▶ [TASK INPUT]
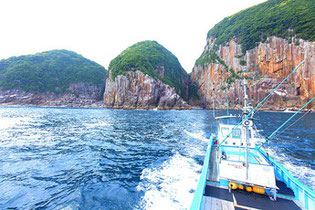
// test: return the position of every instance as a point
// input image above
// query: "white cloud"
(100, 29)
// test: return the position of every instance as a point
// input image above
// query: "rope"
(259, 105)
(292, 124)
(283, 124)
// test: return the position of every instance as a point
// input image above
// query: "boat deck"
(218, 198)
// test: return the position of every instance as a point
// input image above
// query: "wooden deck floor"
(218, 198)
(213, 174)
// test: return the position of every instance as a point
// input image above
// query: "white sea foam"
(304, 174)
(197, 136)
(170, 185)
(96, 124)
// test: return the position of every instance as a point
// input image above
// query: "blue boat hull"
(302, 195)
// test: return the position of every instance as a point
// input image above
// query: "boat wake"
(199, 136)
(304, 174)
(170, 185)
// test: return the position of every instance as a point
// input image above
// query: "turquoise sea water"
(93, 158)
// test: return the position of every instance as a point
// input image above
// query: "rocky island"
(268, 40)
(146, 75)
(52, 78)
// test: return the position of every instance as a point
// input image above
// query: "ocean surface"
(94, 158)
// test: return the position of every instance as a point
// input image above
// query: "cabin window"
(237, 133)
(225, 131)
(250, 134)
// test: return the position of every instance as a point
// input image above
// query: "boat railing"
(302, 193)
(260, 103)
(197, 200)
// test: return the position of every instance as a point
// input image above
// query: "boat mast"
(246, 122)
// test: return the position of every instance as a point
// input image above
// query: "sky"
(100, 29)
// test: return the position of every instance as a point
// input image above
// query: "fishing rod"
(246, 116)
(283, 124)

--

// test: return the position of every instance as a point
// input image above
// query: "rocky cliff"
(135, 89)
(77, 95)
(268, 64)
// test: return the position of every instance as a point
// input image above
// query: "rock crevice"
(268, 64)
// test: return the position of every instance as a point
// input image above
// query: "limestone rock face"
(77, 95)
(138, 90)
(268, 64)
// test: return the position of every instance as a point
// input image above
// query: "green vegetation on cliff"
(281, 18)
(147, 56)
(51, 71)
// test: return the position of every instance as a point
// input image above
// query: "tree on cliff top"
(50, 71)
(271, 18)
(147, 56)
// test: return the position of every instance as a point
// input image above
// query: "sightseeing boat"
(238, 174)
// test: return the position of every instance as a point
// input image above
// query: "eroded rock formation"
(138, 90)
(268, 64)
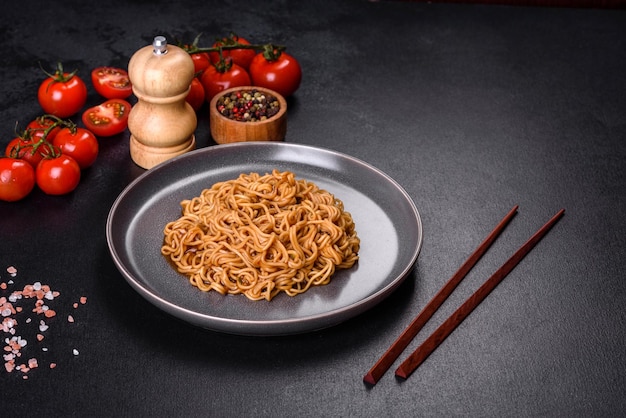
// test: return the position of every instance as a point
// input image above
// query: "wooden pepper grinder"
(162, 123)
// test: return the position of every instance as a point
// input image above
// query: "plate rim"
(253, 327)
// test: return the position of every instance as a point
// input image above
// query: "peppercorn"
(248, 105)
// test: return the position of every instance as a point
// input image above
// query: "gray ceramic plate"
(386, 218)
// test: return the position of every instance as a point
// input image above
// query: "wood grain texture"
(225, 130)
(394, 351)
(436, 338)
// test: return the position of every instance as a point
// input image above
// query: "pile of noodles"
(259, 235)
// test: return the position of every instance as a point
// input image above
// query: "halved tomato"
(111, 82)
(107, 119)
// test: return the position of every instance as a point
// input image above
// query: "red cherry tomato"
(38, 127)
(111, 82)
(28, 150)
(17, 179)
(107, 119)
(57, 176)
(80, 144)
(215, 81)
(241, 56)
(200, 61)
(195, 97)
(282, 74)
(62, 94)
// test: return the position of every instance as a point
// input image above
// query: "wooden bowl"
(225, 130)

==

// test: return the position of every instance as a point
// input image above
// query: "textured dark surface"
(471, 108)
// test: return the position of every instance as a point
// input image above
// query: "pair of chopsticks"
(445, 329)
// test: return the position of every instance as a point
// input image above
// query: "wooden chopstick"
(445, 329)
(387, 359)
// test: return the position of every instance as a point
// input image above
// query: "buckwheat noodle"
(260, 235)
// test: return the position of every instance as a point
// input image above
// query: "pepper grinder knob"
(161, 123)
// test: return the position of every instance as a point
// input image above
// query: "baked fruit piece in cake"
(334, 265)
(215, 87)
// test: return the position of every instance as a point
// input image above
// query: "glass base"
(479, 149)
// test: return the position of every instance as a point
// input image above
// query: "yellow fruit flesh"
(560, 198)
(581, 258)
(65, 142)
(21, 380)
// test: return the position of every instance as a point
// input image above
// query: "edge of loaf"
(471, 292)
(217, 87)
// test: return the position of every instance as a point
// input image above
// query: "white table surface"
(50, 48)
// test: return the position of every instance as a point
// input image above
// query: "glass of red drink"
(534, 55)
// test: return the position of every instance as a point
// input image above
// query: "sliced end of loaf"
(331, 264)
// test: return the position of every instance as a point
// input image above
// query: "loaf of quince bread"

▶ [AIM OF THE TASK] Pick out every line in the entries above that contains the word "glass", and copy each one.

▶ [TASK SOLUTION]
// query: "glass base"
// query: "glass of red drink"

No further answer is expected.